[Opening Available data section]

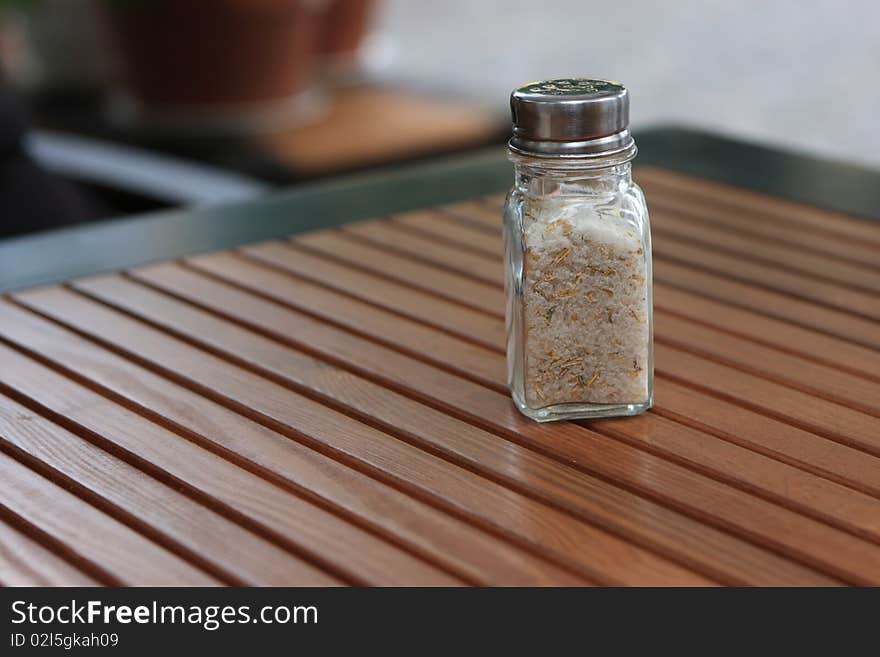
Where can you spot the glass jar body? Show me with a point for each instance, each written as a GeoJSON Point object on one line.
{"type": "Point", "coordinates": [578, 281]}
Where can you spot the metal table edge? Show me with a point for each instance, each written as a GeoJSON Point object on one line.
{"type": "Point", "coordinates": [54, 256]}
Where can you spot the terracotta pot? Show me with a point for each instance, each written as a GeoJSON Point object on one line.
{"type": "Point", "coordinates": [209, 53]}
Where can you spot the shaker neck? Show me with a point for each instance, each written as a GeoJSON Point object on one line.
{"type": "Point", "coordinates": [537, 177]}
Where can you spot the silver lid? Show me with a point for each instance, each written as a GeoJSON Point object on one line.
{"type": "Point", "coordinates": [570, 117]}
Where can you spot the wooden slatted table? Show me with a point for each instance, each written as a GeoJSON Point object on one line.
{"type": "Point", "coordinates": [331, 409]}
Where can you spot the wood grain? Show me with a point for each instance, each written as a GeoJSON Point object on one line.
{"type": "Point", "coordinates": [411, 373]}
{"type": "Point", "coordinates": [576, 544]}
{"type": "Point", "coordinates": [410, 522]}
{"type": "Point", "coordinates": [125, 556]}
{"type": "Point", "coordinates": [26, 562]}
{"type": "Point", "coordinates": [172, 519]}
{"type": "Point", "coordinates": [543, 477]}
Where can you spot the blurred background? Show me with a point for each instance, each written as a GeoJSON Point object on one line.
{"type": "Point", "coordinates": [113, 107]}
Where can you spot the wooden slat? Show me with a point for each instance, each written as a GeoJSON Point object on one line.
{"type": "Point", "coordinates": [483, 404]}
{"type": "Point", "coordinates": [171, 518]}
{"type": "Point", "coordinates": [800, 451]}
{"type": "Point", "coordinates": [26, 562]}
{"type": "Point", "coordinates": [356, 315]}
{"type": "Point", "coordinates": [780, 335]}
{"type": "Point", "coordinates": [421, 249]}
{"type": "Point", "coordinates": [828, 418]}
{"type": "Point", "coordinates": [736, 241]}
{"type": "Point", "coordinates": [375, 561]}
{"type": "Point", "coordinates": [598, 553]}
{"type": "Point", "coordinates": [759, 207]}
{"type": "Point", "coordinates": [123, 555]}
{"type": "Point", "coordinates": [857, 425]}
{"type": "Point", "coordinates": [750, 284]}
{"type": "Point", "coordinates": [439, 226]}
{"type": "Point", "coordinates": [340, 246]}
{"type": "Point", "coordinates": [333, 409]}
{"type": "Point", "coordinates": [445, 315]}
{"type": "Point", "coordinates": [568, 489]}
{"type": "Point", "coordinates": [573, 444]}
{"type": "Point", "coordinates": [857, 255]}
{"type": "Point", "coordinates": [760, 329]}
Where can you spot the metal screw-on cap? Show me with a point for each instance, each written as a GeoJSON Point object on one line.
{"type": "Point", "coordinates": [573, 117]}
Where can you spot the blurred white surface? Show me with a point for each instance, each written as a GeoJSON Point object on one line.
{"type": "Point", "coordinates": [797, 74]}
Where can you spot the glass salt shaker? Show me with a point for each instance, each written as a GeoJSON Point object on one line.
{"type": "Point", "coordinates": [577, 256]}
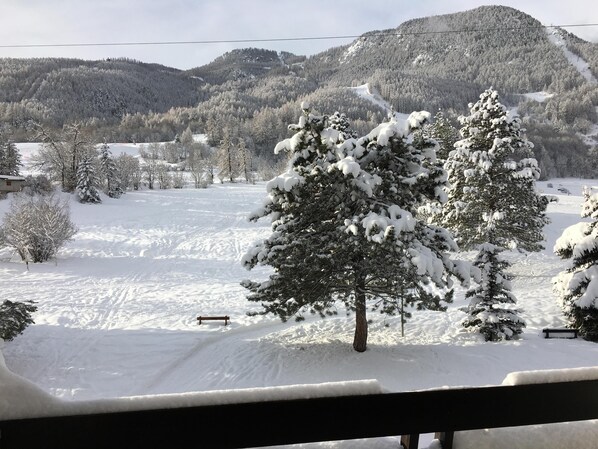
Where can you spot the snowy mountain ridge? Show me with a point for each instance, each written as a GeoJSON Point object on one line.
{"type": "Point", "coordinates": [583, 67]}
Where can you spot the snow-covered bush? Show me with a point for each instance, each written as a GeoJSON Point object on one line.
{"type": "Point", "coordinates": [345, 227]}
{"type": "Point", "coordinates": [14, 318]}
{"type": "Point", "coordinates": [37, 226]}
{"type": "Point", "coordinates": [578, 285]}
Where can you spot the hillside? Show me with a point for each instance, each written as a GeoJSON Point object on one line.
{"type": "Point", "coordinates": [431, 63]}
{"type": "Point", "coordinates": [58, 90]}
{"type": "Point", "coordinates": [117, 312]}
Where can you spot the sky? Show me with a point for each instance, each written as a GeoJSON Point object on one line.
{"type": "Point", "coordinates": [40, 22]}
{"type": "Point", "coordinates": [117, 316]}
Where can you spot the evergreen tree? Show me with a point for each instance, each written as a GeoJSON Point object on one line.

[Closing Available data section]

Write out each entry above once more, exactly as written, and drop the pictures.

* [Reply]
Where can you spot the glass jar body? Show me with a point for each instance, each written as a GeoJSON Point object on one line.
{"type": "Point", "coordinates": [578, 281]}
Where can you spot the metal table edge? Show me with a point for each instance, each written as a GeoJSON Point object on one line.
{"type": "Point", "coordinates": [54, 256]}
Where can you spot the terracotta pot? Show me with a point for each instance, each written as a GeoJSON Point object on one line.
{"type": "Point", "coordinates": [209, 53]}
Where can you spot the shaker neck? Show me with a point for each instance, each written as a GeoJSON Point object on one line.
{"type": "Point", "coordinates": [537, 177]}
Where can you spot the silver lid? Show me with a point for each instance, each written as a GeoJSON Point object on one line.
{"type": "Point", "coordinates": [570, 117]}
Where can you spot the wooden slatted table? Show me with a point for each instance, each written as a GeoJSON Point object on one line.
{"type": "Point", "coordinates": [331, 409]}
Where can you spot the wood grain? Show me with a point for each instance, each written as a GeoJSON Point object on one line.
{"type": "Point", "coordinates": [411, 373]}
{"type": "Point", "coordinates": [576, 544]}
{"type": "Point", "coordinates": [410, 522]}
{"type": "Point", "coordinates": [125, 556]}
{"type": "Point", "coordinates": [26, 562]}
{"type": "Point", "coordinates": [172, 519]}
{"type": "Point", "coordinates": [543, 477]}
Where can you spot the blurred background? Show me with a point for each instance, each written as a GeoJSON Point object on one line.
{"type": "Point", "coordinates": [113, 107]}
Where can you spot the wooden slat? Show me with a point for each instance, each written as a GeoJSON Point object on one line.
{"type": "Point", "coordinates": [483, 404]}
{"type": "Point", "coordinates": [171, 518]}
{"type": "Point", "coordinates": [800, 451]}
{"type": "Point", "coordinates": [26, 562]}
{"type": "Point", "coordinates": [356, 315]}
{"type": "Point", "coordinates": [780, 335]}
{"type": "Point", "coordinates": [421, 249]}
{"type": "Point", "coordinates": [828, 418]}
{"type": "Point", "coordinates": [736, 241]}
{"type": "Point", "coordinates": [375, 561]}
{"type": "Point", "coordinates": [598, 553]}
{"type": "Point", "coordinates": [759, 207]}
{"type": "Point", "coordinates": [123, 555]}
{"type": "Point", "coordinates": [857, 425]}
{"type": "Point", "coordinates": [750, 284]}
{"type": "Point", "coordinates": [439, 226]}
{"type": "Point", "coordinates": [340, 246]}
{"type": "Point", "coordinates": [333, 409]}
{"type": "Point", "coordinates": [445, 315]}
{"type": "Point", "coordinates": [568, 489]}
{"type": "Point", "coordinates": [573, 444]}
{"type": "Point", "coordinates": [857, 255]}
{"type": "Point", "coordinates": [760, 329]}
Where can you spot the metal screw-on cap? Show me with a point for each instance, each written as a GeoJSON Point object on one line.
{"type": "Point", "coordinates": [573, 117]}
Where can you spot the blurred white surface? Show me with a point for each instance, each written as a GeoJSON Point object on one line.
{"type": "Point", "coordinates": [797, 74]}
Where can you spot the glass salt shaker? Show me with a point for each instance, each written as a GeoJSON Point object on one line.
{"type": "Point", "coordinates": [577, 256]}
Where can you spot the snowy mountain ridge? Show me with a point for each instance, each written as a GeoJSON Point object on one line.
{"type": "Point", "coordinates": [583, 67]}
Where can you spot the snow-covered bush? Show me with a point for each instance, each written as a GeoJSON Point object on one line.
{"type": "Point", "coordinates": [345, 227]}
{"type": "Point", "coordinates": [14, 318]}
{"type": "Point", "coordinates": [37, 226]}
{"type": "Point", "coordinates": [578, 285]}
Where can you spot the hillside? Show me with a point for each instance, each written as a GeoJSON Point object on one line.
{"type": "Point", "coordinates": [431, 63]}
{"type": "Point", "coordinates": [58, 90]}
{"type": "Point", "coordinates": [117, 312]}
Where can you spot the sky? Show me with a point for each instance, each written as a GeoJSON Point object on one line.
{"type": "Point", "coordinates": [40, 22]}
{"type": "Point", "coordinates": [117, 316]}
Where can you spot the evergreen tree? Show me with a point for each instance, each written as a GeoJSON Point object on one line.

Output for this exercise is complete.